_Goal_
Copy out the passage from the light rail article below word for word, beginning at the words "Hillsborough County Commissioners" and stopping after "legislature in 2007.".
+++ Document extract +++
Earlier this month, members of the Hillsborough County Commission and Tampa City Council shared a meal with members of the Greater Tampa Chamber of Commerce.
It was a confab that happens a few times a year, and on this occasion, along with the chicken and vegetables, light rail was on the menu.
Hillsborough County Commissioners will vote next month on a measure that would ask citizens to vote for a 1-cent sales tax to support transportation, predominantly construction of a regional system of electric rail cars that would begin with a West Shore/USF line and eventually run through three counties. The proposal in Hillsborough County has been led by TBARTA, the Tampa Bay Area Regional Transit Authority, created by the state legislature in 2007.
Local pols know that the measure must get buy-in from the business community if it's going to have a chance to be successful a year from now. But on this day, Tampa City Council Chairman Thomas Scott said he was waiting for somebody, anybody in that community to step up.
+++ Data entries +++
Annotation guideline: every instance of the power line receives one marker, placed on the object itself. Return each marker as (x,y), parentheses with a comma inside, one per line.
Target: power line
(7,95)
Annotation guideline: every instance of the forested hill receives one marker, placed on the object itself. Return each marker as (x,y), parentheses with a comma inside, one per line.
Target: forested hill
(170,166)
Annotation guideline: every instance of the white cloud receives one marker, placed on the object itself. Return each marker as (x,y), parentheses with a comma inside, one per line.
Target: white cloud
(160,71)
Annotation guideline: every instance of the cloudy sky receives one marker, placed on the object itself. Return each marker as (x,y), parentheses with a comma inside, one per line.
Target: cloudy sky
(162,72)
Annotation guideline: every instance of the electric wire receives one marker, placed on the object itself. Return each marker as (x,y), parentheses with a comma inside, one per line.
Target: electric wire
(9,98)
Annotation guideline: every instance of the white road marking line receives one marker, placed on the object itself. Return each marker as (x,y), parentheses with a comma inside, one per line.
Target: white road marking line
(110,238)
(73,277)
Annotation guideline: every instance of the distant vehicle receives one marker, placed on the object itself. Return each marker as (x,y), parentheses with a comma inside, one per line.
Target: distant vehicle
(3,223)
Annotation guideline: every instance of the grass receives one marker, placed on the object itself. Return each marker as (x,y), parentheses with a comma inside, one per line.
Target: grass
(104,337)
+++
+++ Data entries +++
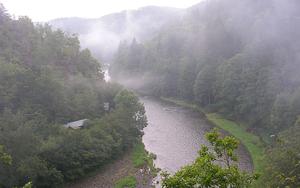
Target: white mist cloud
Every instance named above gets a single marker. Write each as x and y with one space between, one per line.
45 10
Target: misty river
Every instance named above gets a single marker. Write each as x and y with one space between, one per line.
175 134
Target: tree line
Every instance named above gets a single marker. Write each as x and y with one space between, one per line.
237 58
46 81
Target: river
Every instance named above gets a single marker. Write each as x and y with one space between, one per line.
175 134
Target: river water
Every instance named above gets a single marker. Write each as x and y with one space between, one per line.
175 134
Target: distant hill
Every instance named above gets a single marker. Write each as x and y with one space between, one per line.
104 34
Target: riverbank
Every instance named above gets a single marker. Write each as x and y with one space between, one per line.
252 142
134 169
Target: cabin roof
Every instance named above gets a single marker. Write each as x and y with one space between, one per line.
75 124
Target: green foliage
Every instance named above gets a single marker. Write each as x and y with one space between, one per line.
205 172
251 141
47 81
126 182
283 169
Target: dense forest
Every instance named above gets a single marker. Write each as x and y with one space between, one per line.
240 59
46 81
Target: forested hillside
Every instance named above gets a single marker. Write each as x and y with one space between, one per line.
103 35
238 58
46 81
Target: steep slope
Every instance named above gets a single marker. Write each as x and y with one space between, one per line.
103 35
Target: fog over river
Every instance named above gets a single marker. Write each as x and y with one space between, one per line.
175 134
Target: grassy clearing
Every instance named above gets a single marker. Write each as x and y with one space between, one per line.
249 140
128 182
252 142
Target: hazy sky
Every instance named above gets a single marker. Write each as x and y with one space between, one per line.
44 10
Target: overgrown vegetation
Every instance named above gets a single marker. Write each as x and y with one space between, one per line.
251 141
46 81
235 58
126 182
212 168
+++
+++ Data entries +++
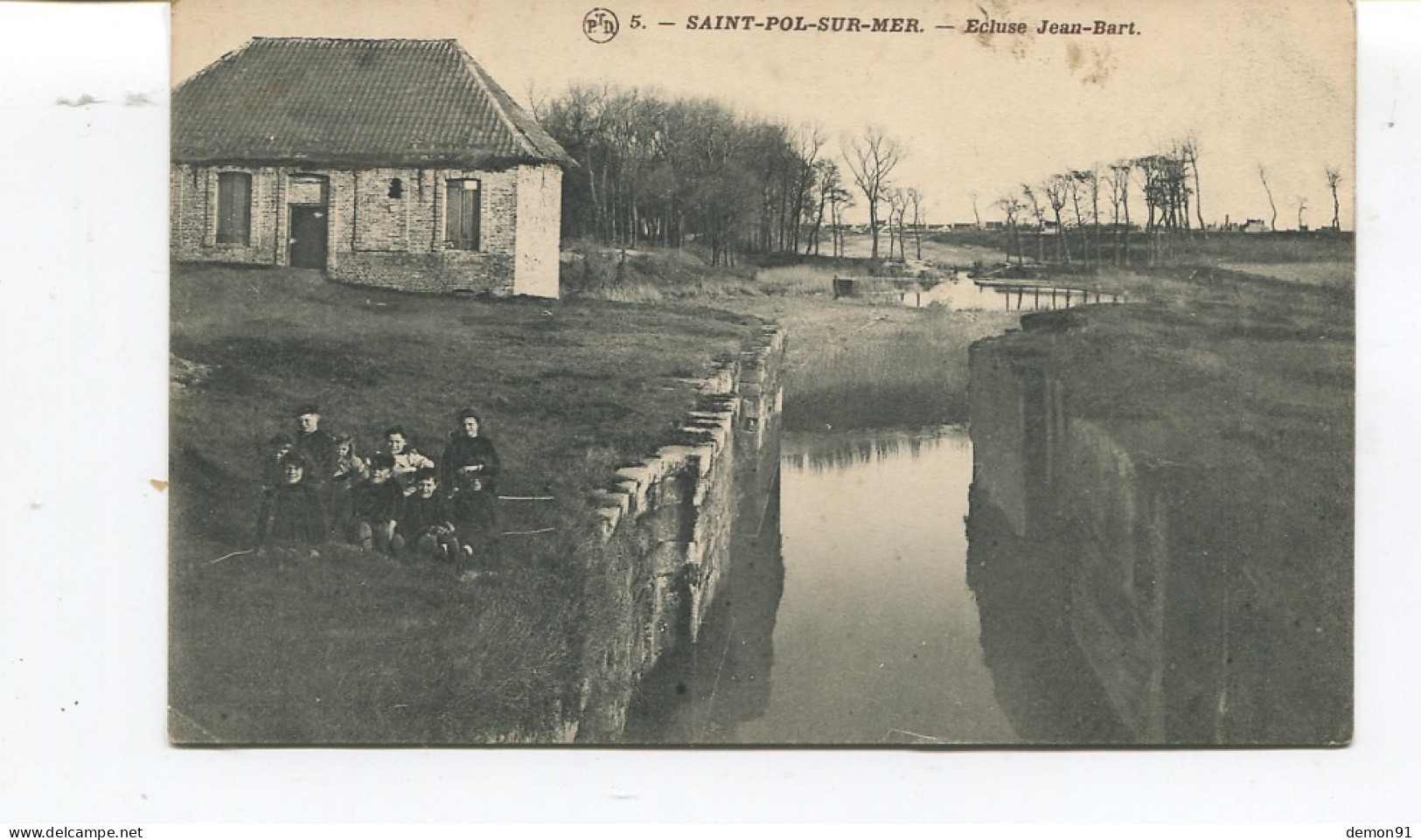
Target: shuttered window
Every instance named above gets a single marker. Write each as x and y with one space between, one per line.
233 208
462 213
+++
_Result_
Hillsborough County Commissioners will vote next month on a measure that would ask citizens to vote for a 1-cent sales tax to support transportation, predominantly construction of a regional system of electric rail cars that would begin with a West Shore/USF line and eventually run through three counties. The proposal in Hillsborough County has been led by TBARTA, the Tampa Bay Area Regional Transit Authority, created by the state legislature in 2007.